→ Given request a: Reproduce the securities filing excerpt below word for word, from start to finish.

--- Start of Document section ---

Pre-commencement communications pursuant to Rule 14d-2(b) under the Exchange Act (17 CFR 240.14d-2(b))
Pre-commencement communications pursuant to Rule 13e-4(c) under the Exchange Act (17 CFR 240-13e-4(c))

Securities registered pursuant to Section 12(b) of the Act:

Title of each class Trading symbol(s) Name of each exchange on which registered
Class A Common Stock, $0.0001 par value per share
MAPS
The Nasdaq Global Select Market
Warrants, each whole warrant exercisable for one share of Class A Common Stock at an exercise price of $11.50 per share
MAPSW
The Nasdaq Global Select Market

Indicate by check mark whether the registrant is an emerging growth company as defined in Rule 405 of the Securities Act of 1933 (§230.405 of this chapter) or Rule 12b–2 of the Securities Exchange Act of 1934 (§240.12b–2 of this chapter).

Emerging growth company ☐

If an emerging growth company, indicate by check mark if the registrant has elected not to use the extended transition period for complying with any new or revised financial accounting standards provided pursuant to Section 13(a) of the Exchange Act. ☐



Item 2.02    Results of Operations and Financial Condition
On November 6, 2025, WM Technology, Inc. (the "Company") announced its financial results for the third quarter ended September 30, 2025. The full text of the press release issued in connection with the announcement is furnished as Exhibit 99.1 to this Current Report on Form 8-K and is incorporated by reference.
The information in Item 2.02 and in the accompanying Exhibit 99.1 is being furnished and shall not be deemed "filed" for purposes of Section 18 of the Securities Exchange Act of 1934 (the "Exchange Act"), or otherwise subject to the liabilities of that section, nor shall they be deemed incorporated by reference in any filing under the Securities Act of 1933, as amended, or the Exchange Act, regardless of any general incorporation language in such filing, except as expressly set forth by specific reference in such a filing.

--- End of Document section ---
--- Start of Information given ---

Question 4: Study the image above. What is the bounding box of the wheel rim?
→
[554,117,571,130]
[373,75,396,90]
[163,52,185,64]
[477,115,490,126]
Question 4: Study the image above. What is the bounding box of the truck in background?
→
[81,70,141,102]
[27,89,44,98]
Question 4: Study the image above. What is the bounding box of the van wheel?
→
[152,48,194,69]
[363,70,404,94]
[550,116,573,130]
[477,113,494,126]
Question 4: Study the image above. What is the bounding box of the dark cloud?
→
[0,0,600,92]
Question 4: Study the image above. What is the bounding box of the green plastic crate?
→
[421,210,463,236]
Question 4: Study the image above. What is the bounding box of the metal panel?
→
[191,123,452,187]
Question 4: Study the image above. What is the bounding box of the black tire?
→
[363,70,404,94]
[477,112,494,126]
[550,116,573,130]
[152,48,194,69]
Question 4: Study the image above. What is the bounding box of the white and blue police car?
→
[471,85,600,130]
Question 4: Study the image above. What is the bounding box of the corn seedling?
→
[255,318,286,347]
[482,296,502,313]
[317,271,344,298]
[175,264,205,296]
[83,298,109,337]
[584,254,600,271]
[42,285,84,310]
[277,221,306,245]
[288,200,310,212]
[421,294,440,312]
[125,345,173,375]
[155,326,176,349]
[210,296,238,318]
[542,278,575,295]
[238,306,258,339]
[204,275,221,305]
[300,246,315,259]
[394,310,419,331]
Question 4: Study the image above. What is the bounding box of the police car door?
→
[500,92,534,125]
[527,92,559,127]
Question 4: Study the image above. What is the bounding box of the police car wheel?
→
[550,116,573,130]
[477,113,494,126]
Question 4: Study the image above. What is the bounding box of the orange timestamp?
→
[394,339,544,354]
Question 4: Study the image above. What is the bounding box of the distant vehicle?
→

--- End of Information given ---

→ Given request b: Pull out every line of the entries above that contains the word "wheel", and copy each one in full. Case counts.

→ Full output a:
Pre-commencement communications pursuant to Rule 14d-2(b) under the Exchange Act (17 CFR 240.14d-2(b))
Pre-commencement communications pursuant to Rule 13e-4(c) under the Exchange Act (17 CFR 240-13e-4(c))

Securities registered pursuant to Section 12(b) of the Act:

Title of each class Trading symbol(s) Name of each exchange on which registered
Class A Common Stock, $0.0001 par value per share
MAPS
The Nasdaq Global Select Market
Warrants, each whole warrant exercisable for one share of Class A Common Stock at an exercise price of $11.50 per share
MAPSW
The Nasdaq Global Select Market

Indicate by check mark whether the registrant is an emerging growth company as defined in Rule 405 of the Securities Act of 1933 (§230.405 of this chapter) or Rule 12b–2 of the Securities Exchange Act of 1934 (§240.12b–2 of this chapter).

Emerging growth company ☐

If an emerging growth company, indicate by check mark if the registrant has elected not to use the extended transition period for complying with any new or revised financial accounting standards provided pursuant to Section 13(a) of the Exchange Act. ☐



Item 2.02    Results of Operations and Financial Condition
On November 6, 2025, WM Technology, Inc. (the "Company") announced its financial results for the third quarter ended September 30, 2025. The full text of the press release issued in connection with the announcement is furnished as Exhibit 99.1 to this Current Report on Form 8-K and is incorporated by reference.
The information in Item 2.02 and in the accompanying Exhibit 99.1 is being furnished and shall not be deemed "filed" for purposes of Section 18 of the Securities Exchange Act of 1934 (the "Exchange Act"), or otherwise subject to the liabilities of that section, nor shall they be deemed incorporated by reference in any filing under the Securities Act of 1933, as amended, or the Exchange Act, regardless of any general incorporation language in such filing, except as expressly set forth by specific reference in such a filing.

→ Full output b:
Question 4: Study the image above. What is the bounding box of the wheel rim?
Question 4: Study the image above. What is the bounding box of the van wheel?
Question 4: Study the image above. What is the bounding box of the police car wheel?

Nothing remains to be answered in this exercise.